__EXERCISE GOAL__
In the output, include exactly the lines from the beginning of the records up to and including the one that contains "In this exercise you will indicate the green", and leave out the pictures.

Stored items
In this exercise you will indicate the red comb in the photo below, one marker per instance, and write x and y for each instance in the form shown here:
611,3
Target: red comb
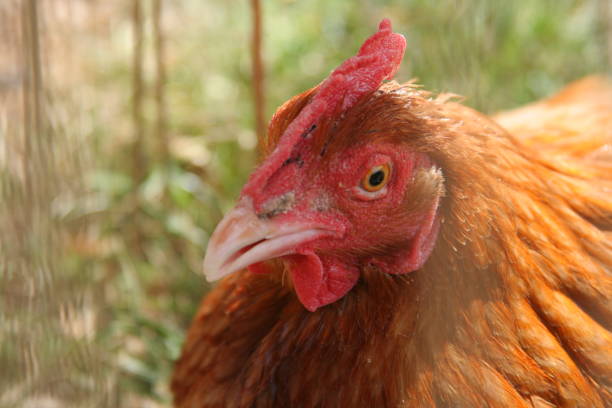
378,59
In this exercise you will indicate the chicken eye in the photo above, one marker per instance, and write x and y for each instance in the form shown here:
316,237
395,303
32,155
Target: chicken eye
376,178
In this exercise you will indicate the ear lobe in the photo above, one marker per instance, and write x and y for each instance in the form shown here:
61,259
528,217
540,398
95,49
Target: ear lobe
320,280
414,256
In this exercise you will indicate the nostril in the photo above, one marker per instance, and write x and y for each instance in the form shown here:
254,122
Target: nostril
277,205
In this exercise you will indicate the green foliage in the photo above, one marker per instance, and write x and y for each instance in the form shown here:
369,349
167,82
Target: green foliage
136,245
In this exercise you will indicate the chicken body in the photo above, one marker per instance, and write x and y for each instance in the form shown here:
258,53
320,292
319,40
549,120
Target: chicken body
513,307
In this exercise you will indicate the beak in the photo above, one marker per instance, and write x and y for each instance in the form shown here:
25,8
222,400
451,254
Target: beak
242,239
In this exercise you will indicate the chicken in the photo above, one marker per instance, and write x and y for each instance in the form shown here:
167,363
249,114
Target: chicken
396,248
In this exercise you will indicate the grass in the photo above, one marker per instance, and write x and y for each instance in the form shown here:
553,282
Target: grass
100,268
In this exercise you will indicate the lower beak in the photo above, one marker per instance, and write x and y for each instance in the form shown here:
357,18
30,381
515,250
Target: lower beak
242,239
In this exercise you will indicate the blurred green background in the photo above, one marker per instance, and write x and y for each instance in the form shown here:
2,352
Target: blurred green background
127,129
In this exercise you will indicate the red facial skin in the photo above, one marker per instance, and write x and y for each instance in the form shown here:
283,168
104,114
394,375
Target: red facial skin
326,191
308,207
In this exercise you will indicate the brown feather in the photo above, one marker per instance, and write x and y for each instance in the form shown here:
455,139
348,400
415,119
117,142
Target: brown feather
513,308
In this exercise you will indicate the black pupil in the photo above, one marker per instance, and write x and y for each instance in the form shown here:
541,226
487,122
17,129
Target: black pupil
377,178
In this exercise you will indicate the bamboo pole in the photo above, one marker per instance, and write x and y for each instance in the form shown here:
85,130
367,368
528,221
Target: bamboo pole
258,71
138,167
161,128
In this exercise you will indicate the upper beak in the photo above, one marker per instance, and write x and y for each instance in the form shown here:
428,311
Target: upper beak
242,239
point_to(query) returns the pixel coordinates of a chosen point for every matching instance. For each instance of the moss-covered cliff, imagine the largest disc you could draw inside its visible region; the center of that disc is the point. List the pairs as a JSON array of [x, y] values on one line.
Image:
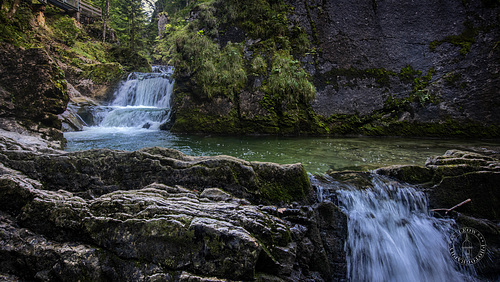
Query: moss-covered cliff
[[309, 67], [48, 59]]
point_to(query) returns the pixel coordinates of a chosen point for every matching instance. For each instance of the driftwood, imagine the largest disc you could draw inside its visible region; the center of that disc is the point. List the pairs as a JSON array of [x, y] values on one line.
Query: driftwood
[[452, 208]]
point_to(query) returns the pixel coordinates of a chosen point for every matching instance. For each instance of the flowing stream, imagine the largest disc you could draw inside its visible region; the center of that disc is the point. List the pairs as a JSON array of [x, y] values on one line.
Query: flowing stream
[[391, 235], [142, 101]]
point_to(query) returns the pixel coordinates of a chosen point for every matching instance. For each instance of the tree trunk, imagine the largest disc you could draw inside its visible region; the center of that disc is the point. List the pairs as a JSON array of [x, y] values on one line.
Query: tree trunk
[[13, 10], [105, 19]]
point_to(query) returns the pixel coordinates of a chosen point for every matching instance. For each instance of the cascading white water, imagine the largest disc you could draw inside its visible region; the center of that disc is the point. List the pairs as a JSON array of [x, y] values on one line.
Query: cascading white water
[[391, 235], [143, 101]]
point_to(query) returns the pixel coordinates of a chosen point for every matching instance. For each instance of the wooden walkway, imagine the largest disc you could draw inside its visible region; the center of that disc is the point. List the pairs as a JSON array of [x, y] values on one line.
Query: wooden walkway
[[80, 8]]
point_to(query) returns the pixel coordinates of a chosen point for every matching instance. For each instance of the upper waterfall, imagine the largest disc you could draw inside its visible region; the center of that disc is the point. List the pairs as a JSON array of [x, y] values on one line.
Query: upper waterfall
[[143, 100]]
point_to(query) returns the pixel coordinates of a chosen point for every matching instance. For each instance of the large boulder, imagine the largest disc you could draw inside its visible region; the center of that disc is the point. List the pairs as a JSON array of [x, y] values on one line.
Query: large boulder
[[455, 177]]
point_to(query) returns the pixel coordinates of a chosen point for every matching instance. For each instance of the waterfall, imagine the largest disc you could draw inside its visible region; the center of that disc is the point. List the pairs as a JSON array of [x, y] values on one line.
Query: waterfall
[[142, 101], [391, 235]]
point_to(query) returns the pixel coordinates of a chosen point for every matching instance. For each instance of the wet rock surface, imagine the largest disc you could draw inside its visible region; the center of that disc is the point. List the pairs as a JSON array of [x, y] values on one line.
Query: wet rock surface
[[455, 177], [159, 215], [32, 90]]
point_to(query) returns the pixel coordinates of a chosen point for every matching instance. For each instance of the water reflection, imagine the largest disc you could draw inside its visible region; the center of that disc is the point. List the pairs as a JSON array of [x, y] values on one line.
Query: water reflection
[[317, 154]]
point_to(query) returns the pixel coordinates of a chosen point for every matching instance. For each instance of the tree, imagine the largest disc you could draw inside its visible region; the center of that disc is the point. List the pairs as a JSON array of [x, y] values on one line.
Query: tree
[[105, 20]]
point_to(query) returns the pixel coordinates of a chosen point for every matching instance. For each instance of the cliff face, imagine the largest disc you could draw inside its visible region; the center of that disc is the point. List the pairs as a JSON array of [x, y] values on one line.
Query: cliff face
[[378, 68], [32, 91], [369, 51]]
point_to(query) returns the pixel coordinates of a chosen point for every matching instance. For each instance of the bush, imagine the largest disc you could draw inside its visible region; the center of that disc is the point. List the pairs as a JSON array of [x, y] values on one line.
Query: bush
[[288, 81], [65, 30]]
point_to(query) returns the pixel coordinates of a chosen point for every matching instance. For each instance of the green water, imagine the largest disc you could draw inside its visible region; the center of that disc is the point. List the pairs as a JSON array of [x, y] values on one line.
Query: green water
[[317, 154]]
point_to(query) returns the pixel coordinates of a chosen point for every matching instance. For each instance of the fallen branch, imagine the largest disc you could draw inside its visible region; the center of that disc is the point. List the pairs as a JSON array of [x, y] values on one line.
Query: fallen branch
[[454, 207]]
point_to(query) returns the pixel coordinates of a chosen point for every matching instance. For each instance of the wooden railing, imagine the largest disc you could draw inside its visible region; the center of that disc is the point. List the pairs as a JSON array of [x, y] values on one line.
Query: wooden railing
[[80, 7]]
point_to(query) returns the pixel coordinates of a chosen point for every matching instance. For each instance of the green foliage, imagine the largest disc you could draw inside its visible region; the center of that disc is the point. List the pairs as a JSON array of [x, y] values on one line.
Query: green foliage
[[93, 50], [16, 30], [223, 73], [65, 29], [130, 60], [288, 81], [258, 65], [128, 19]]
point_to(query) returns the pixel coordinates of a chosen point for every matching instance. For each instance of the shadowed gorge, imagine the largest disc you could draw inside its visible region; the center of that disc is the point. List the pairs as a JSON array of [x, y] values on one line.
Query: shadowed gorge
[[249, 140]]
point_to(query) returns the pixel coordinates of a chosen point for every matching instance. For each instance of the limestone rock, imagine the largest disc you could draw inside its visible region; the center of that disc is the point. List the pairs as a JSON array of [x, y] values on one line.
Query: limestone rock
[[32, 88], [155, 215], [455, 177]]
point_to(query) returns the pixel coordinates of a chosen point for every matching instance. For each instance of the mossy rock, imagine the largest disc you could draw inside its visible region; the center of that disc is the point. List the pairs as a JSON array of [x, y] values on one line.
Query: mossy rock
[[407, 173], [103, 73]]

__YOUR RESPONSE__
In this exercise you will indicate the red comb in the photo below, one marker per instance, and write x and y for each instance in the form shown here:
611,3
Target: red comb
378,59
In this exercise you will indicate the chicken eye in the photo above, one marker per instance, and write x and y for each instance in the form shown here:
316,237
395,303
32,155
Target: chicken eye
376,178
In this exercise you will indicate the ear lobe in the photo above, one marker per instance, and write x and y for each instance in the form shown here:
61,259
528,217
540,398
95,49
Target: ear lobe
320,280
414,256
In this exercise you will indicate the nostril in the photo above, one marker per instance, and write x and y for each instance in the form shown here:
254,122
Target: nostril
277,205
In this exercise you will indicate the green foliage in the photo above, one marker per instance, and write x and y for each instance in the form shown here:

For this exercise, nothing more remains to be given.